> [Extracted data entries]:
>>

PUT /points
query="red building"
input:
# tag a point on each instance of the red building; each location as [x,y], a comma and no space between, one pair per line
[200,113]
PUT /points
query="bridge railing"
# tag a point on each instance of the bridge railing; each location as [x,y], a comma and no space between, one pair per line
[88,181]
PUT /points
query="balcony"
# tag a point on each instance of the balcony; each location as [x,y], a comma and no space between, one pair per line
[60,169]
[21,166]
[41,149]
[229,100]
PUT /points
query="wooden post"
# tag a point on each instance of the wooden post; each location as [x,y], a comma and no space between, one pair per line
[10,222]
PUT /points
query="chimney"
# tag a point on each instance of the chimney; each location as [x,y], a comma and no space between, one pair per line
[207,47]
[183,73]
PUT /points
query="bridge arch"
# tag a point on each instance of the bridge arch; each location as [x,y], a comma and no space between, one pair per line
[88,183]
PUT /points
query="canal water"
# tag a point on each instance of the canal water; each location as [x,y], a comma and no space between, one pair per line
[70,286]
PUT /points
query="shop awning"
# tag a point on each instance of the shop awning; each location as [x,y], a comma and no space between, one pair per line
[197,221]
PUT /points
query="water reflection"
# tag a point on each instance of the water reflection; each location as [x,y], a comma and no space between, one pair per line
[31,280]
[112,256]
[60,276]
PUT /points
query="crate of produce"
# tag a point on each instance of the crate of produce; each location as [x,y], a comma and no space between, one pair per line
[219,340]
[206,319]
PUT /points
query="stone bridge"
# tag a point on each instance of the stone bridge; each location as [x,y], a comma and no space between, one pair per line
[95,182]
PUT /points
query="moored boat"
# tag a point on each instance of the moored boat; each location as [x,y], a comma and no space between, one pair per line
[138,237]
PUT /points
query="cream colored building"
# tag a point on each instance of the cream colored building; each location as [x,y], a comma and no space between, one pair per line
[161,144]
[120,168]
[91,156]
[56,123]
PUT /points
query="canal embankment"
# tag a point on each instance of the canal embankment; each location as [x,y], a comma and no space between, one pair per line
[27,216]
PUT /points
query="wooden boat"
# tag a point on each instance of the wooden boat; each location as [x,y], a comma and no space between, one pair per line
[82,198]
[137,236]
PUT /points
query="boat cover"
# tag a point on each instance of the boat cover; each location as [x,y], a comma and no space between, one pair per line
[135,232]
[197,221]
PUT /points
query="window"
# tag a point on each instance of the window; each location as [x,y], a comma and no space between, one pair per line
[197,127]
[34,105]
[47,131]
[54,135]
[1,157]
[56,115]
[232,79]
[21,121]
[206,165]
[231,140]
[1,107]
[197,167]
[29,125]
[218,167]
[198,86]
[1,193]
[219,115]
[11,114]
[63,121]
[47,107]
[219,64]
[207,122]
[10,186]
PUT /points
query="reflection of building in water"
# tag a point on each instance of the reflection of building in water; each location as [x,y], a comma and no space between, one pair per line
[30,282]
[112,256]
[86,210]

<<

> [DIRECTIONS]: Recopy the whole listing exactly.

> [CORRECT RESULT]:
PUT /points
query="red building"
input:
# tag a point on each instance of the red building; each location as [x,y], a comma and no space between, one pair per line
[200,113]
PUT /points
query="bridge railing"
# tag a point on each instance of the bridge railing; each location as [x,y], a comma and no space between, one pair per line
[88,181]
PUT /points
query="balcony"
# tag a point on each instance of the balcony; each location as [x,y], a comma and no space between, one pair per line
[60,169]
[21,166]
[41,149]
[229,100]
PUT /points
query="wooden post"
# tag a point on each instance of the wooden post; each location as [x,y], a comma and no space between, one pair per line
[10,222]
PUT /points
query="chimney"
# tag a point on each instance of the chimney; each location as [x,y], a comma and no space between, one pair per line
[207,47]
[183,73]
PUT /points
query="bridge arch"
# tag a point on each instance of the bridge arch; each location as [x,y], a comma and no space between, one pair per line
[88,183]
PUT /points
query="canal water"
# tag a point on each instance of the canal water; each location as [x,y], a comma and no space between, one pair per line
[70,286]
PUT /points
query="shop awning"
# tag a point on each instance of the shop awning; each location as [x,y], a comma and no space between, one pair per line
[197,221]
PUT /points
query="water reflection"
# tag a point on each instance of the water reflection; each location as [x,y], a comma and no space between, one pair per line
[31,280]
[112,256]
[60,276]
PUT /points
query="crate of produce"
# tag a point on each instance of the crate of produce; each location as [x,y], a comma and no space between, one pair per line
[219,340]
[206,319]
PUT /points
query="stone bridge"
# tag a point on each instance of the stone bridge; each location as [x,y], a comma and no space between, one pair per line
[95,182]
PUT /points
query="moored boat"
# tag a point on each instance of the moored boat; each location as [x,y], a comma and no space between, one pair per line
[138,237]
PUT /points
query="cream colored building"
# tag a point on each instance of the cream colored building; each location as [x,y], a comma and no space between, one pair per line
[161,144]
[120,168]
[91,156]
[56,123]
PUT /points
query="canal embankment"
# tag a point on each instance of the canal embankment; each location as [x,y], a comma and no space between, one pair per line
[27,216]
PUT /points
query="wooden boat"
# tag a point on each instance of the wooden boat; each location as [x,y], a comma and no space between, one pair per line
[82,198]
[137,236]
PUT /points
query="boat cover"
# tag a point on each instance of the boat cover; each location as [x,y], a comma and no space between, one pair per line
[135,232]
[197,221]
PUT /points
query="window"
# tag a point on each instance of the window; each location as [x,y], a comma and no space between, one pair per line
[197,127]
[34,105]
[47,131]
[54,135]
[1,157]
[56,115]
[232,79]
[21,121]
[206,165]
[231,140]
[1,107]
[197,167]
[29,125]
[218,167]
[198,86]
[1,193]
[219,115]
[11,114]
[63,121]
[47,107]
[219,64]
[207,122]
[10,186]
PUT /points
query="reflection of building in water"
# tag a point on each instance of the reflection of building in water; each location as [x,y], a comma and no space between, one pair per line
[30,282]
[112,256]
[86,210]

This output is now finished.